_DESCRIPTION OF THE TASK_
Copy all of the material below word for word, leaving the pictures out of your answer.

#### DATA EXTRACT ####

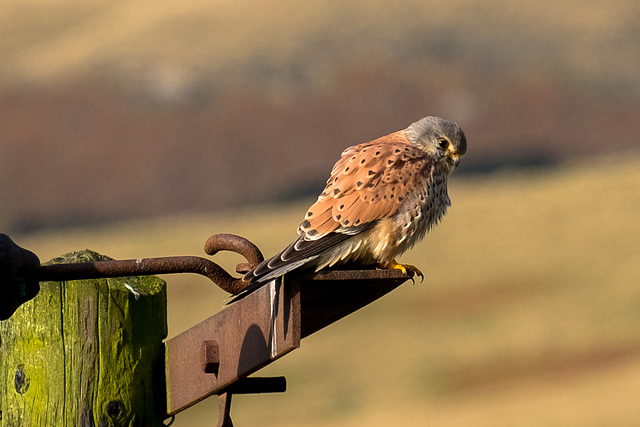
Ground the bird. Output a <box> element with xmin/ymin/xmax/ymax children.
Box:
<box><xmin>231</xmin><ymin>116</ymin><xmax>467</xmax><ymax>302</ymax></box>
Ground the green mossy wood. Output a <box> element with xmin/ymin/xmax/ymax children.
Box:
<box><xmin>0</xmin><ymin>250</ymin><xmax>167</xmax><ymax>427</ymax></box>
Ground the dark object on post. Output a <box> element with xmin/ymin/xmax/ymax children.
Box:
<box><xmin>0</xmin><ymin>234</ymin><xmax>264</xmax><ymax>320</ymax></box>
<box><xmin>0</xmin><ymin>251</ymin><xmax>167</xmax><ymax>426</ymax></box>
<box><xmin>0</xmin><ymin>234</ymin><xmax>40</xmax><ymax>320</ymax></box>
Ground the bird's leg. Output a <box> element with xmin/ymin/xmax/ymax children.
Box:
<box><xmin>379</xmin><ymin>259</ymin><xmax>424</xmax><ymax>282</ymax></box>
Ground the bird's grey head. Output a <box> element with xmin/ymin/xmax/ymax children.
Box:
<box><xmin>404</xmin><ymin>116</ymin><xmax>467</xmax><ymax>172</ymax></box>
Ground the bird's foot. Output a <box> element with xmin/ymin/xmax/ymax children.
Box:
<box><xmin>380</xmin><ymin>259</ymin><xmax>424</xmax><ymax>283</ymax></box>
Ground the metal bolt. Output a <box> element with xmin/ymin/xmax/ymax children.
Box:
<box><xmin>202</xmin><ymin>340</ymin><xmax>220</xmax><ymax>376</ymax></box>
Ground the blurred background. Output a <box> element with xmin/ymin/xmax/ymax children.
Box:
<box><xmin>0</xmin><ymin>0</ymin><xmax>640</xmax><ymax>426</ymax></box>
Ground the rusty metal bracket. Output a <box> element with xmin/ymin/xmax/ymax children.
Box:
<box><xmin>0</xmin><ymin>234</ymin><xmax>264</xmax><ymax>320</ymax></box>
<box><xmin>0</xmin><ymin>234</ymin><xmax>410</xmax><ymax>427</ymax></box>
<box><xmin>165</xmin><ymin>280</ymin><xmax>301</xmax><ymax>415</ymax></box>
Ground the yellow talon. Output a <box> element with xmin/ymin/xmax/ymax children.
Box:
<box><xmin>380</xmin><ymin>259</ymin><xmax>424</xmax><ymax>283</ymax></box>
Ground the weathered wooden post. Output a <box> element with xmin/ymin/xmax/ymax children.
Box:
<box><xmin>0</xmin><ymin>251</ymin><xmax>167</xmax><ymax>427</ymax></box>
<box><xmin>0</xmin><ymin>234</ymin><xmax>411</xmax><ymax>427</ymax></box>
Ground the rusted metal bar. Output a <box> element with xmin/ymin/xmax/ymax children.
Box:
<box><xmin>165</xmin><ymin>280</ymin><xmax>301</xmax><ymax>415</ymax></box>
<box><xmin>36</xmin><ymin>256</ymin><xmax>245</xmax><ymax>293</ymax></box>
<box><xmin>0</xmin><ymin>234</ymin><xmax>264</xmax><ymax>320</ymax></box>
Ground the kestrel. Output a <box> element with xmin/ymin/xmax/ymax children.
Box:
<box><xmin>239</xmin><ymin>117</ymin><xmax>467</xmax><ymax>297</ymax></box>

####

_THE RESPONSE_
Ground the bird. Output a <box> element with xmin/ymin/xmax/ymax children.
Box:
<box><xmin>231</xmin><ymin>116</ymin><xmax>467</xmax><ymax>302</ymax></box>
Ground the green mossy wood. Output a <box> element with xmin/ymin/xmax/ymax children.
Box:
<box><xmin>0</xmin><ymin>250</ymin><xmax>167</xmax><ymax>427</ymax></box>
Ground the dark object on post. Output a <box> element with xmin/ymin/xmax/ymax children.
Box:
<box><xmin>0</xmin><ymin>234</ymin><xmax>264</xmax><ymax>320</ymax></box>
<box><xmin>0</xmin><ymin>251</ymin><xmax>167</xmax><ymax>426</ymax></box>
<box><xmin>0</xmin><ymin>234</ymin><xmax>40</xmax><ymax>320</ymax></box>
Ground the bird's leg. Output a <box> element with xmin/ymin/xmax/ymax children.
Box:
<box><xmin>379</xmin><ymin>259</ymin><xmax>424</xmax><ymax>282</ymax></box>
Ground the bird's grey head. Output a <box> element with xmin/ymin/xmax/ymax children.
Box:
<box><xmin>404</xmin><ymin>116</ymin><xmax>467</xmax><ymax>172</ymax></box>
Ground the bird's foot. Output a <box> element with xmin/ymin/xmax/ymax children.
Box:
<box><xmin>380</xmin><ymin>259</ymin><xmax>424</xmax><ymax>283</ymax></box>
Ground the metal bolt. Output a <box> element with xmin/ymin/xmax/ymax children.
Box:
<box><xmin>202</xmin><ymin>340</ymin><xmax>220</xmax><ymax>376</ymax></box>
Ground the blurred background. Output a <box> element with xmin/ymin/xmax/ymax children.
Box:
<box><xmin>0</xmin><ymin>0</ymin><xmax>640</xmax><ymax>426</ymax></box>
Ground the rusty metal bracket. Output a <box> element with xmin/ymin/xmax/ymax children.
Box:
<box><xmin>0</xmin><ymin>234</ymin><xmax>264</xmax><ymax>320</ymax></box>
<box><xmin>0</xmin><ymin>234</ymin><xmax>410</xmax><ymax>427</ymax></box>
<box><xmin>165</xmin><ymin>280</ymin><xmax>301</xmax><ymax>415</ymax></box>
Ground the yellow talon. Output a <box> element with xmin/ymin/xmax/ymax children.
Box:
<box><xmin>380</xmin><ymin>259</ymin><xmax>424</xmax><ymax>283</ymax></box>
Ground the weathered wooden post. Output a <box> element with xmin/ymin/xmax/ymax children.
Box:
<box><xmin>0</xmin><ymin>251</ymin><xmax>167</xmax><ymax>427</ymax></box>
<box><xmin>0</xmin><ymin>234</ymin><xmax>411</xmax><ymax>427</ymax></box>
Ground the rusted metal bar. Output a <box> element with xmin/ymin/xmax/ymax children.
Box:
<box><xmin>165</xmin><ymin>280</ymin><xmax>301</xmax><ymax>415</ymax></box>
<box><xmin>36</xmin><ymin>256</ymin><xmax>245</xmax><ymax>293</ymax></box>
<box><xmin>0</xmin><ymin>234</ymin><xmax>264</xmax><ymax>320</ymax></box>
Ground the kestrel. Output a <box> element with xmin/ymin/xmax/ymax children.
Box:
<box><xmin>239</xmin><ymin>117</ymin><xmax>467</xmax><ymax>297</ymax></box>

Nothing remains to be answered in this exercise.